:: WHAT IS REQUIRED ::
Reproduce a section of the passage on antibacterial activity testing below word for word. Begin at the words that contain "To prepare the", and stop after "and E. coli.".
[[ EXTRACTED TEXT open ]]
Determination of antibacterial activity
We performed antibacterial activity in both Gram-negative (S. typhi, E. coli, P. aeruginosa) and Gram-positive bacteria (S. aureus). The cultures were obtained from the Department of Microbiology, Fergusson College (Autonomous), Pune, India. The Kirby-Bauer disk diffusion method was used to determine the antibacterial efficacy of the plant extracts in vitro .
To prepare the plates on which the strains would be streaked for revival, 10 ml agar (HiMedia) was poured onto autoclaved plates. We used nutrient agar plates for S. aureus and P. aeruginosa; and MacConkey agar plates for S. typhi and E. coli.
The strains were streaked onto their respective plates and later incubated at 37 ℃ for 24 h. Further, single colonies were sub-cultured into a fresh nutrient broth medium (previously sterilized), and grown overnight in 10 ml broth at 37 ℃. Muller-Hinton agar plates were used as a bacterial medium for the final disc diffusion.
[[ EXTRACTED TEXT closed ]]
[[ DATA SUPPLIED open ]]
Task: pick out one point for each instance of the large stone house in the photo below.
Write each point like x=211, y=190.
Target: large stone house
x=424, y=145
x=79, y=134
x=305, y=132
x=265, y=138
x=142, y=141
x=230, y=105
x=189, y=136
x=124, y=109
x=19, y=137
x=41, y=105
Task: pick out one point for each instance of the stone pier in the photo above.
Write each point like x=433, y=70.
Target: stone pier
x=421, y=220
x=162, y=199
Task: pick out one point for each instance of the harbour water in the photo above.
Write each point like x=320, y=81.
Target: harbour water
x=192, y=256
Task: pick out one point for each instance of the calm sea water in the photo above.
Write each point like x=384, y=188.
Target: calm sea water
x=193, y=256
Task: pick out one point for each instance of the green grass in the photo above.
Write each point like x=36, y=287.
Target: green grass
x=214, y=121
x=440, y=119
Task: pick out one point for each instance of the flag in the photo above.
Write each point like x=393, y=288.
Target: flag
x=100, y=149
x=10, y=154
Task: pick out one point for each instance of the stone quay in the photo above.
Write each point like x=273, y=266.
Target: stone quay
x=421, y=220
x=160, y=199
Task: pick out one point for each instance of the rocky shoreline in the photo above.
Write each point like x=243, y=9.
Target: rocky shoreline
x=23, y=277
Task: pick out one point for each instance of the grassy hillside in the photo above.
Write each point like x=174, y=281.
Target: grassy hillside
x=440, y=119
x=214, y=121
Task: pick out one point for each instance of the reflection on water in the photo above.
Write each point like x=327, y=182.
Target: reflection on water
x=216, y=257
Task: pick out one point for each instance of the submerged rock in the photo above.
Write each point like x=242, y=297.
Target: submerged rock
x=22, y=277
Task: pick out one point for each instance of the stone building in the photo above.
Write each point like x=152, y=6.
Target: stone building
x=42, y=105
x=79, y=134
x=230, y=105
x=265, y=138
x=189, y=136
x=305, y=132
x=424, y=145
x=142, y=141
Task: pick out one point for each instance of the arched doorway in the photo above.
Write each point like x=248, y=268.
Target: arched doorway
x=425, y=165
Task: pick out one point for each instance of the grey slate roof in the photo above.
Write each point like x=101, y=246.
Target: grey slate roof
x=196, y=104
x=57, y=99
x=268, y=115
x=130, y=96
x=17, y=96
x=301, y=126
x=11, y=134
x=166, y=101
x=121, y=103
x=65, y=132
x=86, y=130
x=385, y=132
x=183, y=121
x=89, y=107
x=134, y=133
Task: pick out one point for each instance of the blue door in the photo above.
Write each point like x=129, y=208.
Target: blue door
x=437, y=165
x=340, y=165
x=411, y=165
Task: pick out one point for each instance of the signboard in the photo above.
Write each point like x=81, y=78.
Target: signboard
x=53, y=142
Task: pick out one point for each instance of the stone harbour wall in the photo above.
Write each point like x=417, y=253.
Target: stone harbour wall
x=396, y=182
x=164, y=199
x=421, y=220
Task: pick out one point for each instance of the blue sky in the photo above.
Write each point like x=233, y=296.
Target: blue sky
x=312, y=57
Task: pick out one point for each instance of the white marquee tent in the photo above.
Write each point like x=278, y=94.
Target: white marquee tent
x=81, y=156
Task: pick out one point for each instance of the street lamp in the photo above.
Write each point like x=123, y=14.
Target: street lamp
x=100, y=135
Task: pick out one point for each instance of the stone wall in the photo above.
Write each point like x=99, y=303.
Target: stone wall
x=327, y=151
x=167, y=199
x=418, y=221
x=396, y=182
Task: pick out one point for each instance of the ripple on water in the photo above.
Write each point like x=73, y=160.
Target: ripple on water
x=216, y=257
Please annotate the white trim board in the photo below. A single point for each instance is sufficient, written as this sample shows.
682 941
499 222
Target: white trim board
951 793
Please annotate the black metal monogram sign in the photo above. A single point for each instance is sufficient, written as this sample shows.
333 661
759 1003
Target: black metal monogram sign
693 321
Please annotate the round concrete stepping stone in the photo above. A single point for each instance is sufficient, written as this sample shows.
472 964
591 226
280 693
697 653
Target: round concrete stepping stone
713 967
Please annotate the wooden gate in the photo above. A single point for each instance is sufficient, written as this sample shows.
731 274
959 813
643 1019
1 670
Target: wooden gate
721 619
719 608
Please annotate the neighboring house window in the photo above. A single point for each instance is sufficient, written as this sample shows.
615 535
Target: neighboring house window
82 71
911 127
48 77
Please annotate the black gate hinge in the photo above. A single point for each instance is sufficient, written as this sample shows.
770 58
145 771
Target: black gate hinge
[[ DATA SUPPLIED closed ]]
:: RESULT OF THIS EXERCISE ::
To prepare the plates on which the strains would be streaked for revival, 10 ml agar (HiMedia) was poured onto autoclaved plates. We used nutrient agar plates for S. aureus and P. aeruginosa; and MacConkey agar plates for S. typhi and E. coli.